• _Source text_:

Feature Name
PLOVER: Fast, Multi-core Scalable Virtual Machine Fault-tolerance
Background
Cloud computing enables a vast deployment of online services in virtualized infrastructures, making it crucial to provide fast fault-tolerance for virtual machines (VM). Unfortunately, despite much effort, achieving fast and multi-core scalable VM fault-tolerance is still an open problem. A main reason is that the dominant primarybackup approach (e.g., REMUS) transfers an excessive amount of memory pages, all of them, updated by a service replicated on the primary VM and the backup VM. This approach makes the two VMs identical but greatly degrades the performance of services.
State machine replication (SMR) enforces the same total order of inputs for a service replicated across physical hosts. This makes most updated memory pages across hosts the same and they do not need to be transferred. We present Virtualized SMR (VSMR), a new approach to tackle this open problem. VSMR enforces the same order of inputs for a VM replicated across hosts. It uses commodity hardware to efficiently compute updated page hashes and to compare them across replicas. Therefore, VSMR can efficiently enforce identical VMs by transferring only divergent pages. An extensive evaluation on PLOVER, the first VSMR system, shows that PLOVER’s throughput on multi-core is 2.2X to 3.8X higher than three popular primary-backup systems. Meanwhile, PLOVER consumed 9.2X less network bandwidth than both of them.

• _What to work on_:
• a. Using the PLOVER description, answer each question:
(i) Which system is named as an example of the dominant primary-backup approach?
(ii) What does VSMR use commodity hardware to do?
(iii) How much less network bandwidth did PLOVER consume?
• b. For each statement, say whether the PLOVER description agrees, and quote the words that decide it:
(i) The dominant primary-backup approach transfers only the memory pages that differ between the two VMs.
(ii) PLOVER is described as the first VSMR system.
(iii) PLOVER's throughput on multi-core was up to 5X higher than the primary-backup systems it was compared with.
• c. Carry on the PLOVER description from the point where it stops.

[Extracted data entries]
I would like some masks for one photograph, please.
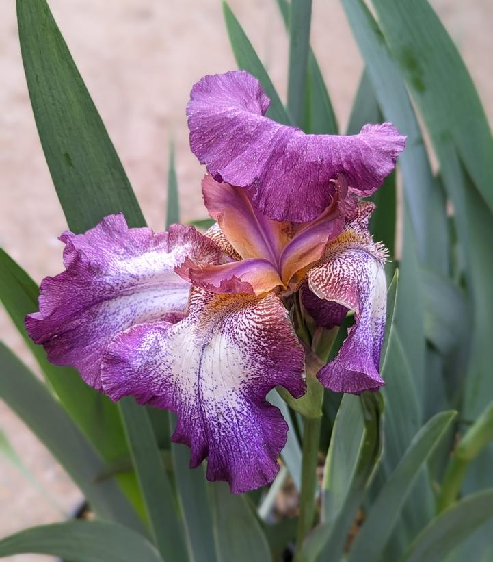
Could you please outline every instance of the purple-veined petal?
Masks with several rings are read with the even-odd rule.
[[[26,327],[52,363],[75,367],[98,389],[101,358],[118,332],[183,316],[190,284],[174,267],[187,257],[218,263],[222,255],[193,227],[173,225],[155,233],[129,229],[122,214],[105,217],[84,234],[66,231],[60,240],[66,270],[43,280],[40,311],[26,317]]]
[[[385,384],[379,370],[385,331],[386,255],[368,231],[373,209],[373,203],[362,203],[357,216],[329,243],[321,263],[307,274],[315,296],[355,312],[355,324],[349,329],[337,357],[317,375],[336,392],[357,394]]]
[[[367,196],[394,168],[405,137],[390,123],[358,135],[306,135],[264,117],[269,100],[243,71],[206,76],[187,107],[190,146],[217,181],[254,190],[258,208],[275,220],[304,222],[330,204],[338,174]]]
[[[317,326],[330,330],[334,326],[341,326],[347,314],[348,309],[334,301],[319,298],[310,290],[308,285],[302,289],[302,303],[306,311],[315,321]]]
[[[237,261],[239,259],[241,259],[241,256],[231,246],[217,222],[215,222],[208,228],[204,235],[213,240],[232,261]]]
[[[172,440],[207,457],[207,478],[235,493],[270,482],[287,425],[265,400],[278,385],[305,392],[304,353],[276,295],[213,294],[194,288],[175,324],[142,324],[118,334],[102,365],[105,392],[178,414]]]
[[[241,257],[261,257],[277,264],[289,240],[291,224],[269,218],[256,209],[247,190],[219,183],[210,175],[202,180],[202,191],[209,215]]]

• _Answers for this exercise_:
• a.
(i) REMUS
(ii) To efficiently compute updated page hashes and compare them across replicas
(iii) 9.2X less

• b.
(i) No: "transfers an excessive amount of memory pages, all of them, updated by a service replicated on the primary VM and the backup VM"
(ii) Yes: "PLOVER, the first VSMR system"
(iii) No: "2.2X to 3.8X higher than three popular primary-backup systems"

• c.
Feature Authors
Cheng Wang, Xusheng Chen, Weiwei Jia, Boxuan Li, Haoran Qiu, Shixiong Zhao, and Heming Cui, The University of Hong Kong
Architecture
The architecture of Plover is shown in the diagram below. Plover combines SMR (State Machine Replication) and primary/backup approach. PLOVER’s architecture has four key components: the PAXOS input coordinator (PAXOS), the consensus log (log), the output buffering guard (guard), and the syncvm component. The PAXOS coordinators reside in all three replicas to maintain a consensus log with the same order of SMR operations, including input requests, syncvm, and role changes.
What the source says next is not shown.